*** Record extracts ***

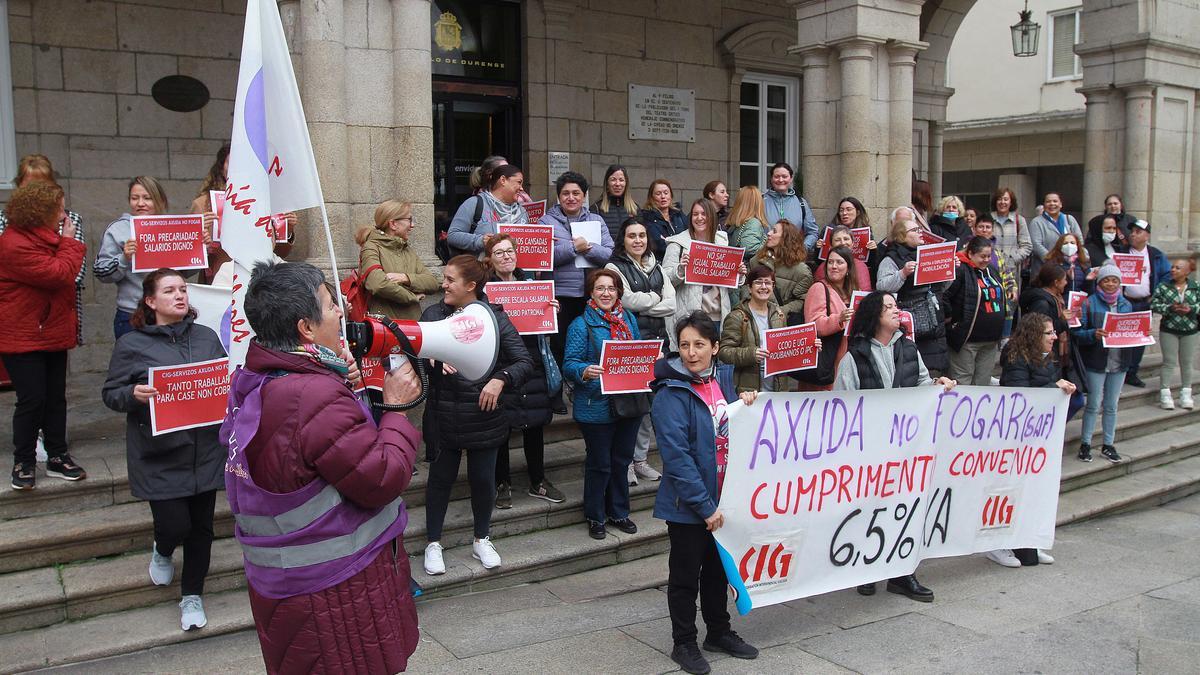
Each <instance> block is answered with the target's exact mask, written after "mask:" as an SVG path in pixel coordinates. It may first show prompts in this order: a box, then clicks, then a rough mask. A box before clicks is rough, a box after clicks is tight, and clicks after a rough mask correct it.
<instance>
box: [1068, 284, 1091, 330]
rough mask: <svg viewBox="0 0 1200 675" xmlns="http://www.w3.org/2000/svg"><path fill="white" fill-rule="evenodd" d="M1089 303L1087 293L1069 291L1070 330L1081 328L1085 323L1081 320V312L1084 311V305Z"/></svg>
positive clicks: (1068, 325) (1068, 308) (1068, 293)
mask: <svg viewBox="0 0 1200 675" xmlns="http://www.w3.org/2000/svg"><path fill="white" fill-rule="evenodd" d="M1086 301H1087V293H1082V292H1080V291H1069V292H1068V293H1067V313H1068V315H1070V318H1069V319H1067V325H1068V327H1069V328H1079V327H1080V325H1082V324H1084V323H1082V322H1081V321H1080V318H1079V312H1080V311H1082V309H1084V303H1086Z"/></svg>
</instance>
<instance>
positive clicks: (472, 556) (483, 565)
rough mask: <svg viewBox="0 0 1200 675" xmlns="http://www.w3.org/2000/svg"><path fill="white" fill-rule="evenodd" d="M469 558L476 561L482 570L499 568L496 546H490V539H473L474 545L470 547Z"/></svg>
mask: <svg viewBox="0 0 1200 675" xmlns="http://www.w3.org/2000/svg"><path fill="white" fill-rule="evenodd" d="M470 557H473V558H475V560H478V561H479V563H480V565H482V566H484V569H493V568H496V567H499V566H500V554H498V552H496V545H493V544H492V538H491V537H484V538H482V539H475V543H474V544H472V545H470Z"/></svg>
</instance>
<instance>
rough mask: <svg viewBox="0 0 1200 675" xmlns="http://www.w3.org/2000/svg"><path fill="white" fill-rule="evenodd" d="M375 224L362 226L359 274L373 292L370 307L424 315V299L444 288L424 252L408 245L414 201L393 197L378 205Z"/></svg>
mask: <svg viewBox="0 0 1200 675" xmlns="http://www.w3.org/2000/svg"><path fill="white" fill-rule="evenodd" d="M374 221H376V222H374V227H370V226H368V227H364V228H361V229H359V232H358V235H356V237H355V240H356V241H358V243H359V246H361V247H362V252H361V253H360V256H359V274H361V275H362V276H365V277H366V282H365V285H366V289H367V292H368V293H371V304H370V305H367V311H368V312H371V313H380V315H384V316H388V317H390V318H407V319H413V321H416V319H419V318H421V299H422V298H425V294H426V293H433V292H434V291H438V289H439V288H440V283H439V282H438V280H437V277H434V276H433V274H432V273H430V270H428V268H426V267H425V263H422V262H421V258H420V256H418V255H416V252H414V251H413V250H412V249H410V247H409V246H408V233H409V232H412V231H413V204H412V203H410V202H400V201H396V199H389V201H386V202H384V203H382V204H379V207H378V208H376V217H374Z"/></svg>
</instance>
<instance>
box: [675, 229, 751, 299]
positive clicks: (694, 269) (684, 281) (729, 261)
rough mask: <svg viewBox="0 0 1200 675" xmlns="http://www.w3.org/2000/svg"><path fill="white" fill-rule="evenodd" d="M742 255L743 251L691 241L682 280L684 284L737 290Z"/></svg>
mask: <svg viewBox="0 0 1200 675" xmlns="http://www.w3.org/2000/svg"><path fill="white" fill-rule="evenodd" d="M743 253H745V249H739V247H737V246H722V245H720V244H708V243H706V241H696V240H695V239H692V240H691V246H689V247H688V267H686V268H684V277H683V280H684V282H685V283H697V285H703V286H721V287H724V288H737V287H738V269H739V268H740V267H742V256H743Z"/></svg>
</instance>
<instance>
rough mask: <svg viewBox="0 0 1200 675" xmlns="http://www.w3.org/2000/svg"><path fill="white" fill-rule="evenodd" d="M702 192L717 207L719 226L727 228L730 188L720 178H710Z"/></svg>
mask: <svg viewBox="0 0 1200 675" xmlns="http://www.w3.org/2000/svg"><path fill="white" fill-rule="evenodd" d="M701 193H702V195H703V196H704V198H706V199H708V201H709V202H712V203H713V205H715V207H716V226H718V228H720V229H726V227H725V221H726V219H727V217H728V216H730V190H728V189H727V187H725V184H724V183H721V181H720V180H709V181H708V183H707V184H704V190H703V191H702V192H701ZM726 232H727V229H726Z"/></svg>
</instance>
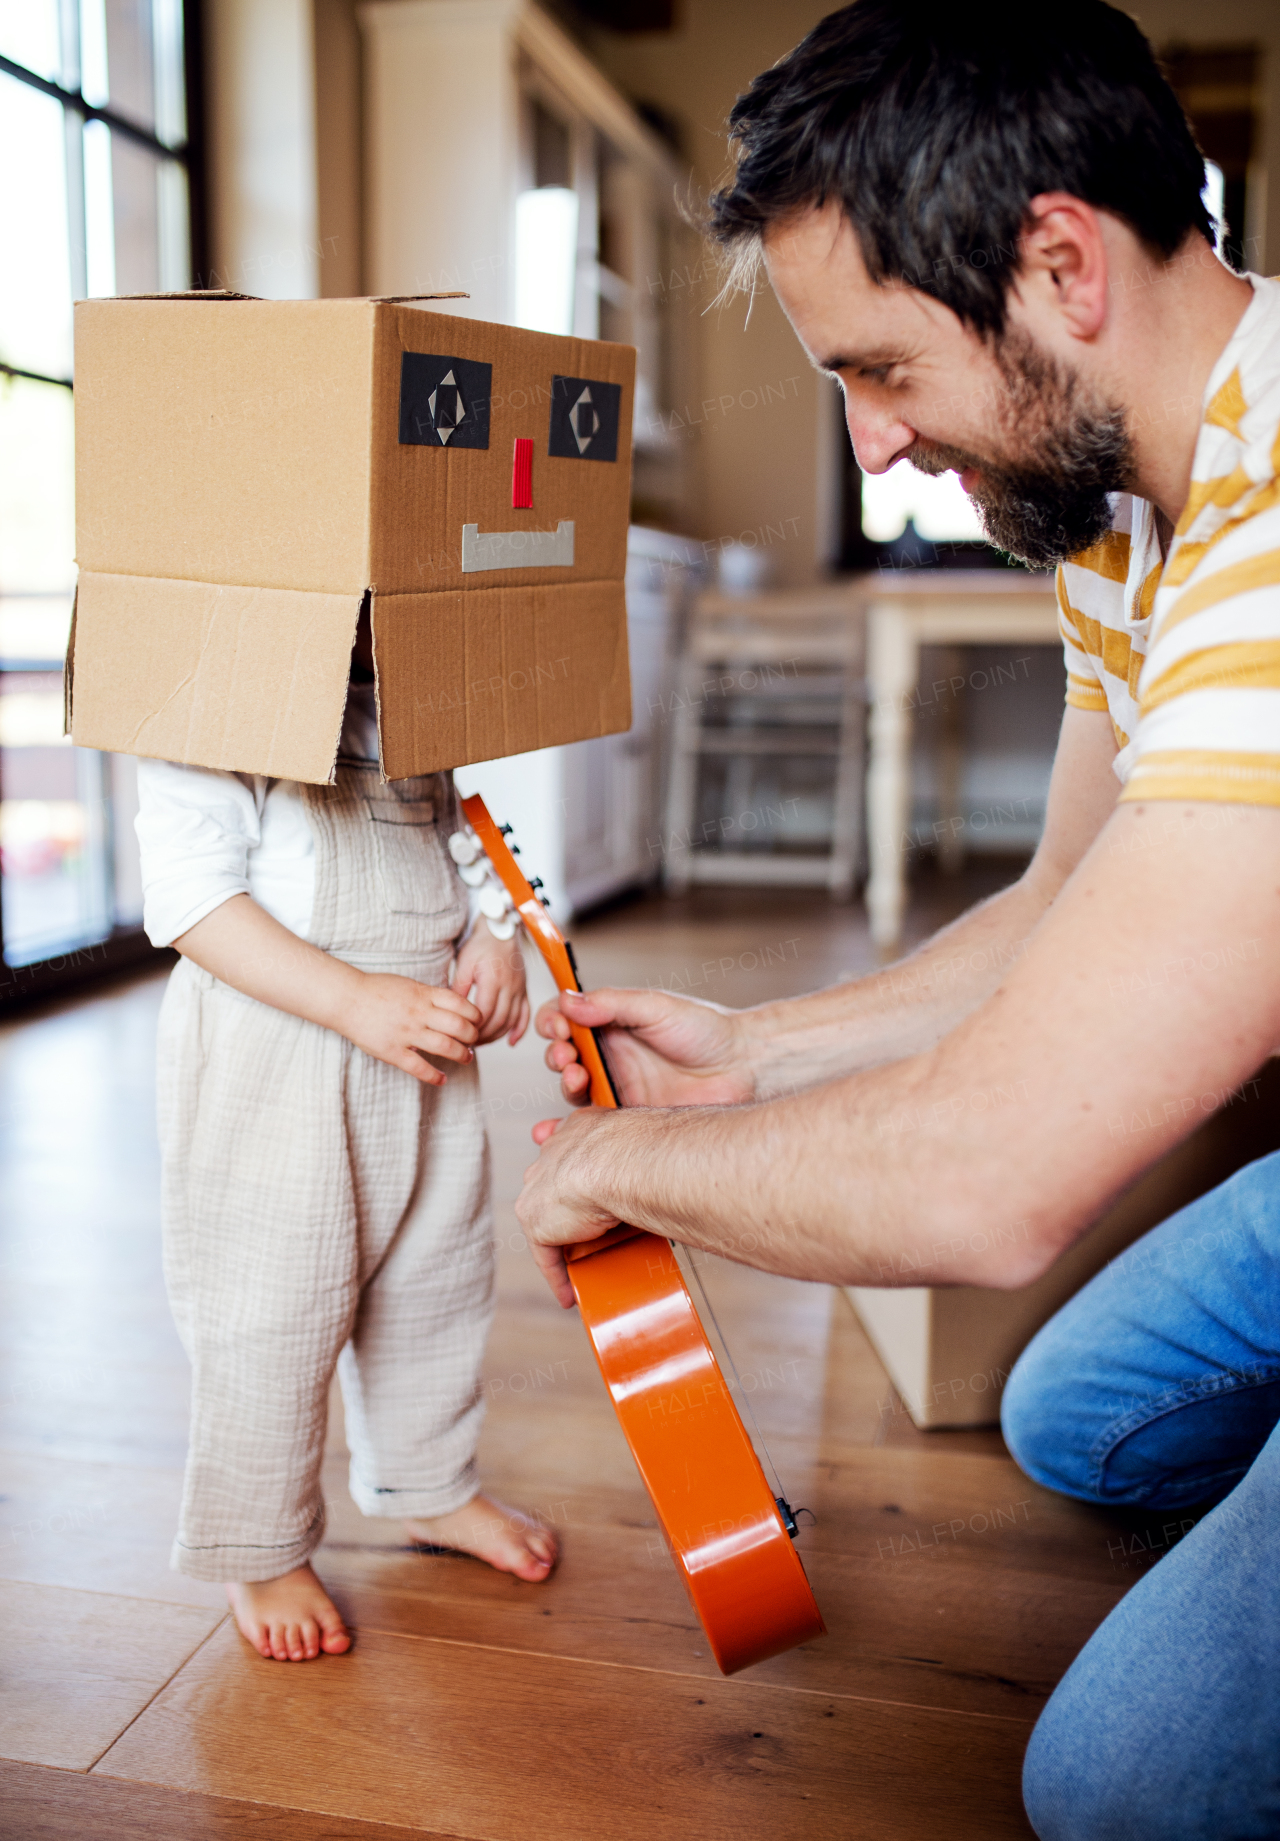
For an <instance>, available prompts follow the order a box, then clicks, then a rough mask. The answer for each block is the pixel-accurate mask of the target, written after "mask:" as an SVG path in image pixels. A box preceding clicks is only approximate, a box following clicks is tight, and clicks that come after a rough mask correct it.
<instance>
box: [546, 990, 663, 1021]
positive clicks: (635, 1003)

*** End of Record extracts ***

- Requirement -
Restate only the lines running from the start of the material above through the line containing "303L1087 293L1069 291L1070", ends included. No pictures.

- Response area -
Each <instance> block is answered with the target's exact mask, written after "mask:" as an SVG path in pixel coordinates. It may first show prompts in this order: a box, then clicks, then a rough mask. A box before clicks is rough, a box after clicks is tight, and clicks after a rough mask correct it.
<instance>
box: [1068, 284, 1091, 330]
rough mask: <svg viewBox="0 0 1200 675" xmlns="http://www.w3.org/2000/svg"><path fill="white" fill-rule="evenodd" d="M1089 303L1087 293L1069 291L1070 330L1081 328L1085 323L1081 320V312L1084 311V305Z"/></svg>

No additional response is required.